Print the records exactly. Every mark must remain.

Spatial localization data
────
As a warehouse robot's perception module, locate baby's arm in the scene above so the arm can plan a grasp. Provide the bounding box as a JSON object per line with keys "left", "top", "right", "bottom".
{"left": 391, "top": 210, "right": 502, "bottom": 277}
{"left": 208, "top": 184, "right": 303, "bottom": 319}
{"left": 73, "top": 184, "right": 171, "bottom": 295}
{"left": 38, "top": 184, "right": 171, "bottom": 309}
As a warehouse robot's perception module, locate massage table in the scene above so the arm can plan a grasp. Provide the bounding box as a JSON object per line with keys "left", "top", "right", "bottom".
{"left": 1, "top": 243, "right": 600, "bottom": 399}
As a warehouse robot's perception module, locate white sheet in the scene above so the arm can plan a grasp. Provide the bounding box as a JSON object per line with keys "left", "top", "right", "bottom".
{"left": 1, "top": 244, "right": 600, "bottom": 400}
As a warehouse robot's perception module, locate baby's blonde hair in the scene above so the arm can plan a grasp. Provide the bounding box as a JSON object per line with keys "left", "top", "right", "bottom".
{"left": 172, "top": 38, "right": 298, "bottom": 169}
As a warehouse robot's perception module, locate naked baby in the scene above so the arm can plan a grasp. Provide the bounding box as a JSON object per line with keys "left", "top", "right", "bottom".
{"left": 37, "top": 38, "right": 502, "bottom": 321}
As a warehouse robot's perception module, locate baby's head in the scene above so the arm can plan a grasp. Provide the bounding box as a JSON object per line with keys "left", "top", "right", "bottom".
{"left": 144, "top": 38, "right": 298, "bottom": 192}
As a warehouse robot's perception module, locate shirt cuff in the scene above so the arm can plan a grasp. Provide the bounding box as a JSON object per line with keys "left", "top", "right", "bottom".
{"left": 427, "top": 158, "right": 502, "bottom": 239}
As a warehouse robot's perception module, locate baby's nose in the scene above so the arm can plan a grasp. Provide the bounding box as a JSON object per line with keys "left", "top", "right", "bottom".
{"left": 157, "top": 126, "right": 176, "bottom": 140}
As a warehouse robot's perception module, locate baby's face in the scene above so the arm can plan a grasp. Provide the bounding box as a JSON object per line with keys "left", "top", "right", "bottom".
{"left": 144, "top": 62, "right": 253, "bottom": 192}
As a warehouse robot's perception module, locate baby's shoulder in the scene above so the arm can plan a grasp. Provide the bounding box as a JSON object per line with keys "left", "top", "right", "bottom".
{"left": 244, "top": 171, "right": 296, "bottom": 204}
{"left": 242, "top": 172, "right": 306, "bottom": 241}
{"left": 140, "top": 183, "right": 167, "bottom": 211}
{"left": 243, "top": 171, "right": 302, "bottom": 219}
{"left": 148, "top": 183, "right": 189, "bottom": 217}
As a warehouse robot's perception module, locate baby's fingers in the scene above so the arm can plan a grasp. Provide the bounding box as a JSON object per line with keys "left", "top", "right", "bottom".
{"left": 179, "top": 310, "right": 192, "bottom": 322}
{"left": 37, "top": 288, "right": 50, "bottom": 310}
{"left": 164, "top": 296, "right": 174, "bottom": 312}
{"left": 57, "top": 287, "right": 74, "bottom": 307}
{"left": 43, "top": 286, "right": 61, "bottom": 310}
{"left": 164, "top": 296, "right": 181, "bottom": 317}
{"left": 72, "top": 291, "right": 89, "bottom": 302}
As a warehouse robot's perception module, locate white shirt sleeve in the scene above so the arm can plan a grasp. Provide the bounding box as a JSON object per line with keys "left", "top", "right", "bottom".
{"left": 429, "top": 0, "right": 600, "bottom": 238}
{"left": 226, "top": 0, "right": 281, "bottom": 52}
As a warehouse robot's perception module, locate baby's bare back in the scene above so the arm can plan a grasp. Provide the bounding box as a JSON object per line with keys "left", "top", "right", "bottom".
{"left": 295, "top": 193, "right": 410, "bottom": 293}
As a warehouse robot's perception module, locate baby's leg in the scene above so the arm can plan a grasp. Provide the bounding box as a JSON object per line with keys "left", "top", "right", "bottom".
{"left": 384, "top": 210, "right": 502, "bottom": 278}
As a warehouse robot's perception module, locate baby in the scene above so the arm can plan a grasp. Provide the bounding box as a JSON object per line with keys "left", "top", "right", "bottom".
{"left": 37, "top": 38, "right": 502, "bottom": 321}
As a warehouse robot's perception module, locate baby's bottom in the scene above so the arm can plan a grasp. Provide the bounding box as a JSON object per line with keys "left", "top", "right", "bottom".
────
*WRITTEN RESPONSE*:
As a warehouse robot's perception module, locate baby's arm in the scene above so the arm can plan a grasp. Provide the bounding box as a JSON object per line with keys "left", "top", "right", "bottom".
{"left": 391, "top": 210, "right": 502, "bottom": 277}
{"left": 208, "top": 184, "right": 303, "bottom": 319}
{"left": 73, "top": 184, "right": 171, "bottom": 295}
{"left": 38, "top": 184, "right": 171, "bottom": 309}
As a warehouse robot's perception module, locate massage table in the scene above so the arm can plan a grasp. Provide the bounding box as a JSON object per line with keys "left", "top", "right", "bottom".
{"left": 1, "top": 243, "right": 600, "bottom": 399}
As a warehouse robot's perception module, locate white sheet in the scene above so the arm can plan a grasp. Provide the bounding box as a JSON object per line with keys "left", "top", "right", "bottom".
{"left": 1, "top": 244, "right": 600, "bottom": 400}
As a warehouse robot's perception module, locate baby's blonde hair in the scene above so the arm can plan a grasp. Provide the bounding box as a JSON object per line with keys "left", "top", "right", "bottom".
{"left": 172, "top": 38, "right": 298, "bottom": 169}
As a warehouse robot's perception module, locate naked baby in the scene above so the arm can plan a grasp. Provide the bounding box as a JSON object per line with keys "left", "top", "right", "bottom".
{"left": 37, "top": 38, "right": 502, "bottom": 321}
As a warehouse robot's perception module, locate baby's head in the scene above so the arm can plan a grasp. Provide the bounding box as a JSON object per line with keys "left", "top", "right", "bottom".
{"left": 144, "top": 38, "right": 298, "bottom": 192}
As a warehouse robot's perception module, locate shirt cuff in the scene above so the arm can plan a grasp. Provide the bounding box as a JSON object per line with keys "left", "top", "right", "bottom".
{"left": 427, "top": 158, "right": 502, "bottom": 239}
As a warehouse robot's perception module, locate baby's nose in the scene above so the arm can plan a grasp. Provide the bounding box as a JSON object per line with keys "left", "top", "right", "bottom".
{"left": 157, "top": 126, "right": 176, "bottom": 140}
As a warehouse robot's perception module, locate baby's face in the scene above so the arm can plan a grasp. Provide the bounding box as a JSON object per line with keys "left", "top", "right", "bottom".
{"left": 144, "top": 62, "right": 253, "bottom": 192}
As a warehouse robot's perception module, locate baby's shoulder in the scene above so the arm can plan a grasp. Provide the bounding box as a JSON object per line with keys "left", "top", "right", "bottom".
{"left": 244, "top": 171, "right": 296, "bottom": 204}
{"left": 242, "top": 172, "right": 306, "bottom": 241}
{"left": 140, "top": 183, "right": 167, "bottom": 211}
{"left": 243, "top": 171, "right": 302, "bottom": 219}
{"left": 148, "top": 183, "right": 189, "bottom": 217}
As a warehouse robot's perception module, locate baby's fingers in the scene above so the arm can plan a grasp. Provide the bounding box as a JSON object per line with keys "left", "top", "right", "bottom".
{"left": 179, "top": 310, "right": 192, "bottom": 322}
{"left": 37, "top": 288, "right": 50, "bottom": 310}
{"left": 164, "top": 296, "right": 174, "bottom": 312}
{"left": 57, "top": 287, "right": 74, "bottom": 307}
{"left": 43, "top": 286, "right": 61, "bottom": 310}
{"left": 164, "top": 296, "right": 181, "bottom": 317}
{"left": 72, "top": 291, "right": 89, "bottom": 302}
As a warehouse robot's perception module, locate white shirt sleeve in the scene above so the arm can plan a grasp. Provide the bounding box as a JSON object per line with keys "left", "top", "right", "bottom".
{"left": 429, "top": 0, "right": 600, "bottom": 238}
{"left": 226, "top": 0, "right": 281, "bottom": 52}
As a warehouse robot's perception module, locate baby's bare back in the scene above so the arm can plan a grasp. Provide the bounding box as a JSON object per line with keys "left", "top", "right", "bottom".
{"left": 295, "top": 193, "right": 410, "bottom": 293}
As a warehouse robot's perception module, locate baby's leg in the scene above so the arm can plan a grasp. Provide the bounding box as a JSON object per line with keys "left", "top", "right", "bottom".
{"left": 384, "top": 210, "right": 502, "bottom": 278}
As a warehouse robot's perception module, locate baby in the scene above so the arm can plan a grasp. Provide the bounding box as a JSON object per line with keys "left", "top", "right", "bottom".
{"left": 37, "top": 38, "right": 502, "bottom": 321}
As a warehouse robot's perception module, locate baby's bottom in the scene above so the arm can plan a grasp. Provide the bounding box as a JSON object per line with keys "left", "top", "right", "bottom".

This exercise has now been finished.